REQUIREMENT »
List each line of the items below that contains the string "sleeve". The match is case-sensitive.

SUPPLIED DATA »
= = = =
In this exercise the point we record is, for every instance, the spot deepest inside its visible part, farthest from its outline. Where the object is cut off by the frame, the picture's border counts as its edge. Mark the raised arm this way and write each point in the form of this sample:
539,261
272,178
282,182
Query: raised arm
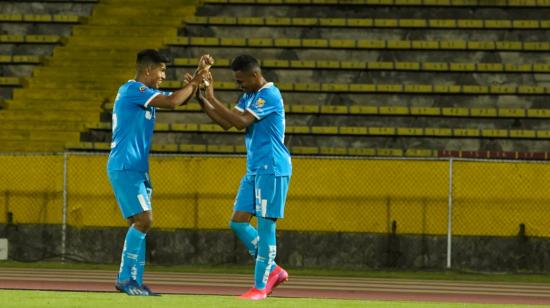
218,112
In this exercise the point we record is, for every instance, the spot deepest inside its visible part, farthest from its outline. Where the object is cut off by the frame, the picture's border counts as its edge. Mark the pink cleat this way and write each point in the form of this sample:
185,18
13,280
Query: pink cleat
254,294
277,277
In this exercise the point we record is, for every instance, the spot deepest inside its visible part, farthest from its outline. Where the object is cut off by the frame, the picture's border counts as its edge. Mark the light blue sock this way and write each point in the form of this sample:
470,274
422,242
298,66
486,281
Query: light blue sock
248,236
129,260
141,262
267,251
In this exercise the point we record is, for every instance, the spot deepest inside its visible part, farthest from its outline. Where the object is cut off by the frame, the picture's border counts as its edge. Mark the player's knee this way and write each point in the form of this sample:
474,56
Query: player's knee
234,225
143,222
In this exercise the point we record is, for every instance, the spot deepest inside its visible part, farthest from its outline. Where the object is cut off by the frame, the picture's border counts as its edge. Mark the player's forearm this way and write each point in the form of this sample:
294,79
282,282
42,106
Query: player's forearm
227,115
182,96
212,109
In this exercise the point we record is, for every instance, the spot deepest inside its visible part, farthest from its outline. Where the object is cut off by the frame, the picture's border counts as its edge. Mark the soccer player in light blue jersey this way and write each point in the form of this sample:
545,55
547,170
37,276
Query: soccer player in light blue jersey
263,190
128,165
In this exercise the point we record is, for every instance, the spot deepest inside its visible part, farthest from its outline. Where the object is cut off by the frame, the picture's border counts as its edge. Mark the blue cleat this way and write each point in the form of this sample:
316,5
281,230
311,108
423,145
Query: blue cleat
132,288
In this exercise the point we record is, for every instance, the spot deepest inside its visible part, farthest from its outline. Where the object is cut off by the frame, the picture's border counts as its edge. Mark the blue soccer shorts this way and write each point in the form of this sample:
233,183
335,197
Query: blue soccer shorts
133,191
262,195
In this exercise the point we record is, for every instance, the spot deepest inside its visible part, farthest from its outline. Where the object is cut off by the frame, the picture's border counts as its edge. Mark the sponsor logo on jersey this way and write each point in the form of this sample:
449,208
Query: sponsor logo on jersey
260,103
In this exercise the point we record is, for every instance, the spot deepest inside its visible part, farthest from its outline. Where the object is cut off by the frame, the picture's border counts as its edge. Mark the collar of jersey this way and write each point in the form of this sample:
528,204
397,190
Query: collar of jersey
267,85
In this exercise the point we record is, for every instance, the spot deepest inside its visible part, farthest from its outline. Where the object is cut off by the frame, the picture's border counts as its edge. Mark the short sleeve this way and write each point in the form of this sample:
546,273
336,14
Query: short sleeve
264,105
241,104
141,95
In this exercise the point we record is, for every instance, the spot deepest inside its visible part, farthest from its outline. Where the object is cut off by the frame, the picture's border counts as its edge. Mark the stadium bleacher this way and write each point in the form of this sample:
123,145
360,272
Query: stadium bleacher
391,80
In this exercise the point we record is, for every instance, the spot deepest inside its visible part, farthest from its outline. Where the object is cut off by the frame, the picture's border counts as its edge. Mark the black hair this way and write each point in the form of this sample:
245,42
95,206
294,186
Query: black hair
245,63
150,56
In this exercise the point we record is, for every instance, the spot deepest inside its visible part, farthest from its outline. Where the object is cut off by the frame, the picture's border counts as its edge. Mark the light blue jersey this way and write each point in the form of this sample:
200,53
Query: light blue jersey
264,139
133,123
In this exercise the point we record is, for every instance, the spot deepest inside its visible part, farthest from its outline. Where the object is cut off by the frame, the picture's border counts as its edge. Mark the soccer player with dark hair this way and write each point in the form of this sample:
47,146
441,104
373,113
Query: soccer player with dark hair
128,166
263,190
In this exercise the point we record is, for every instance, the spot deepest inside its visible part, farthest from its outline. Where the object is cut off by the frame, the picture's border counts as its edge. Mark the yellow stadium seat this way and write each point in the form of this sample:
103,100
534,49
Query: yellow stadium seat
332,87
502,89
430,111
531,90
380,65
425,45
353,130
508,45
324,130
194,148
483,112
327,109
523,133
438,132
456,112
307,87
332,22
327,64
298,129
452,45
315,43
302,64
526,24
12,38
538,113
462,67
393,110
304,150
413,23
511,112
420,153
214,148
353,65
536,46
333,151
398,44
260,42
466,132
381,130
342,43
394,88
407,66
489,67
362,87
250,21
304,109
10,81
304,21
541,68
467,89
278,21
363,110
389,152
232,42
470,23
385,23
410,131
442,23
360,22
283,42
433,66
418,88
498,133
371,44
362,152
498,24
155,147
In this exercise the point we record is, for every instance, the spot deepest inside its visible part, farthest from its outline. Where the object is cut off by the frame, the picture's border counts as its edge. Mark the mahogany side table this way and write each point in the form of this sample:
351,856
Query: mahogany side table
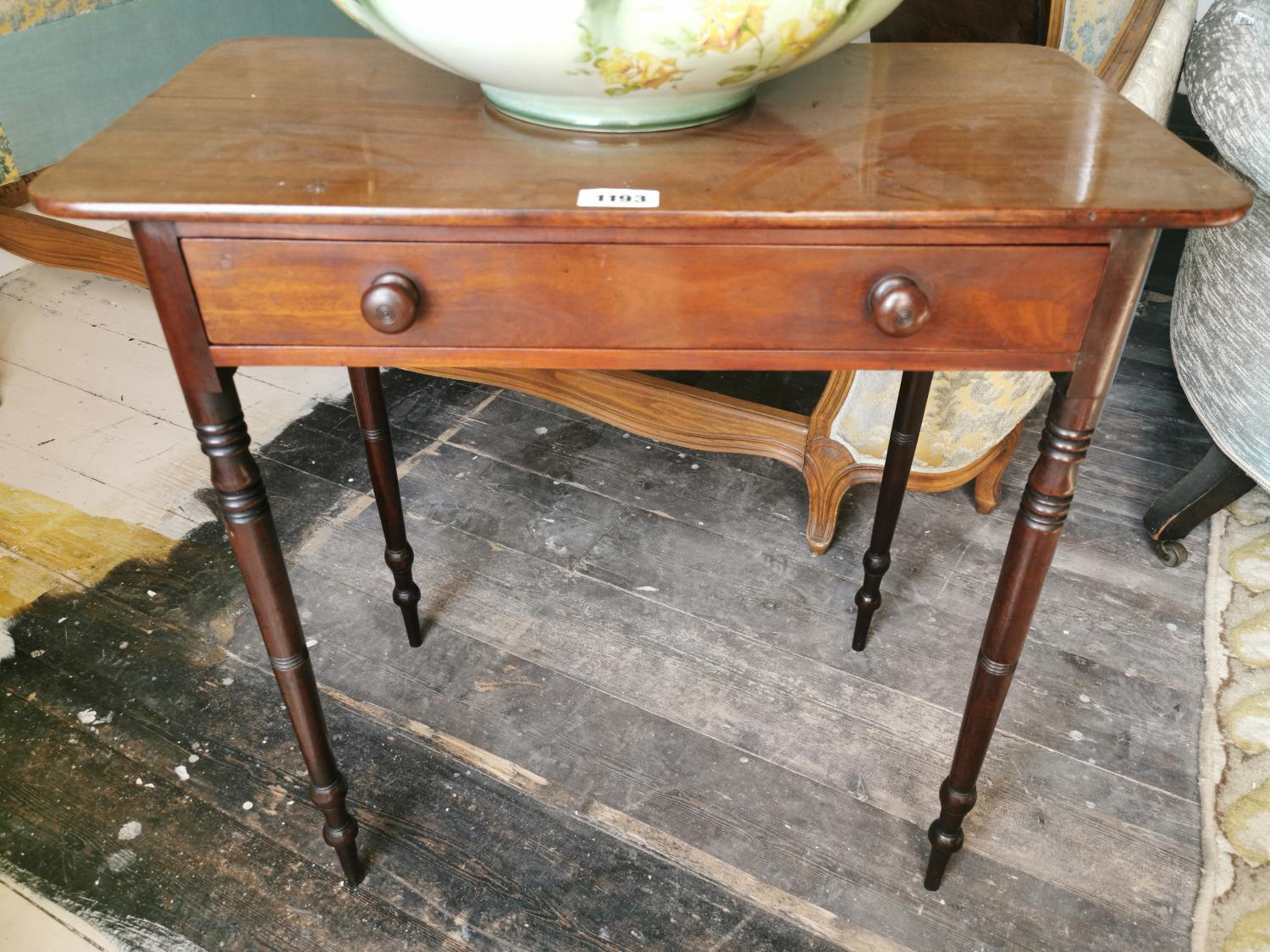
914,207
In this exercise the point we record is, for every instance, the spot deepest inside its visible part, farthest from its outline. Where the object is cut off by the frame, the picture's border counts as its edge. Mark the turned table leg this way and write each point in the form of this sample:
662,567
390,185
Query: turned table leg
373,419
1046,499
223,434
914,386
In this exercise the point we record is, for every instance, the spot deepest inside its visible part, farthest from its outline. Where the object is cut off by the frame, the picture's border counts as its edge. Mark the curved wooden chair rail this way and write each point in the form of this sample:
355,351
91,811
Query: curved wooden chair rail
649,406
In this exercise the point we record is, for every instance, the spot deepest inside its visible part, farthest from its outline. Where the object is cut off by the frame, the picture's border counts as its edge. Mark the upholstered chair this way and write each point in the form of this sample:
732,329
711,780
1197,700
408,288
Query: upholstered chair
973,419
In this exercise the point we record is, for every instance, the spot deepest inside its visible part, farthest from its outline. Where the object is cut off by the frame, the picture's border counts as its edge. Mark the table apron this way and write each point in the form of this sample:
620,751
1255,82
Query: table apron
643,306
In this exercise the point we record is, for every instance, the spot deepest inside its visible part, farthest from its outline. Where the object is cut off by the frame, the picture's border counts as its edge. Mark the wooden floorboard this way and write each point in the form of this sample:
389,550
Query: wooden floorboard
635,697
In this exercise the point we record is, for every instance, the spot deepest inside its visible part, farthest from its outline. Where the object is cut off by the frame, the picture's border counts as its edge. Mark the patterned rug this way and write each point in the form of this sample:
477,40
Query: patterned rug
1232,911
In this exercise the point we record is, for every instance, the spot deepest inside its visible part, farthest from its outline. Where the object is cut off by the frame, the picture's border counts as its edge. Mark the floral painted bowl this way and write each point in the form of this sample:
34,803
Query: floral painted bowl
619,65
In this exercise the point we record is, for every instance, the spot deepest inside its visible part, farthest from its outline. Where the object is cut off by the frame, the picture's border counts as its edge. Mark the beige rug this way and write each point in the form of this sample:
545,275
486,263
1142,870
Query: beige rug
1232,911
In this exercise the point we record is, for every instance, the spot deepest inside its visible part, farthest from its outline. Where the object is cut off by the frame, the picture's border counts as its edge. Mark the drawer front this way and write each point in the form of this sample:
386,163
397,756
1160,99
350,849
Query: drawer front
594,296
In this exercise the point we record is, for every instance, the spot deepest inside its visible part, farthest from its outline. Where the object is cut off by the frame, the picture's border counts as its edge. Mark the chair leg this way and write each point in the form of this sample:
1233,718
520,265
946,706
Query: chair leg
373,419
987,484
1212,485
914,386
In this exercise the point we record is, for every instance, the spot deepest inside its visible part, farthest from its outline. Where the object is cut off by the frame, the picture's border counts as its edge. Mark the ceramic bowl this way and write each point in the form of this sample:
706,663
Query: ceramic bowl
619,65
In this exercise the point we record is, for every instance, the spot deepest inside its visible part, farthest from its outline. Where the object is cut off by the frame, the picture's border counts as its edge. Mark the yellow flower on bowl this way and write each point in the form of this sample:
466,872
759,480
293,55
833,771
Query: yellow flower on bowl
794,42
630,71
731,25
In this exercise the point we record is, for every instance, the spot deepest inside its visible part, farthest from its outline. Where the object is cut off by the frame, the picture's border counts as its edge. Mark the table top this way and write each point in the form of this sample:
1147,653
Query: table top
353,131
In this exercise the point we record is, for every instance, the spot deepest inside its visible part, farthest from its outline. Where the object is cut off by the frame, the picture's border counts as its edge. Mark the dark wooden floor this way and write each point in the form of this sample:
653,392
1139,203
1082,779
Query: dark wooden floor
635,721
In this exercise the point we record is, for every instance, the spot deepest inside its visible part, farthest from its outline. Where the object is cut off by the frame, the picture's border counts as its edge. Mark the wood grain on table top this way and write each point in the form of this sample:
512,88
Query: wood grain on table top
353,131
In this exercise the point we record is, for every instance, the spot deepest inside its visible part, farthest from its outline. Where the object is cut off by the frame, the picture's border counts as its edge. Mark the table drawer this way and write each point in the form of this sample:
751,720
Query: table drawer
637,296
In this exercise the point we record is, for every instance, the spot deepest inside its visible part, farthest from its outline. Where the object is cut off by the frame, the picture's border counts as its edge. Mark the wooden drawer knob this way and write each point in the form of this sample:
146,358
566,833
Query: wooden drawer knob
898,306
391,304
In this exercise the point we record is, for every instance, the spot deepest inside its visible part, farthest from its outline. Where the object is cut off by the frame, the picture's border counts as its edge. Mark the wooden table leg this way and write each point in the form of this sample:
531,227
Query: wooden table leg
240,492
373,416
914,386
1074,413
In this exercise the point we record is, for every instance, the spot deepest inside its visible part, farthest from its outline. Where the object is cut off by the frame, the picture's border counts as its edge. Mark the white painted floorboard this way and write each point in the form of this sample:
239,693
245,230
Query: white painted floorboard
91,411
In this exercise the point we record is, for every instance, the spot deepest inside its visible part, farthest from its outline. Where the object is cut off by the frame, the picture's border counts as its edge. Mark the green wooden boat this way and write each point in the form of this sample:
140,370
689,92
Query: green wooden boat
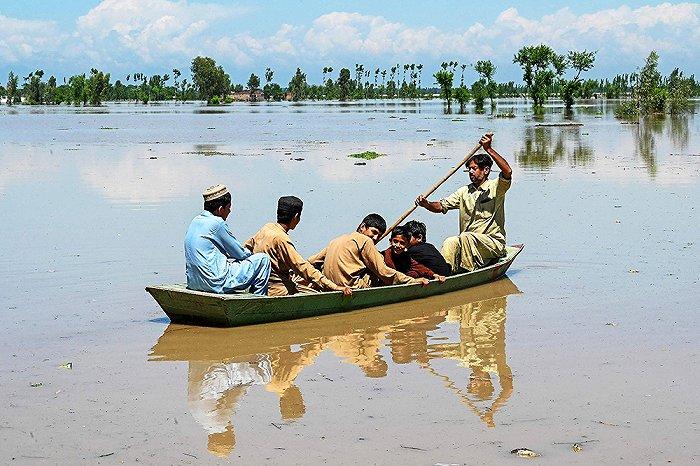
= = = =
FINAL RESULT »
In this exercise the point we record is, for every instance, the spot deepest inside its visible part, farthest from its outline. Where the object is cut off by the frame, the picture's border counts as its edge. Mark the short sleeve this way and write each point in the form of this sample:
Query: short sleeve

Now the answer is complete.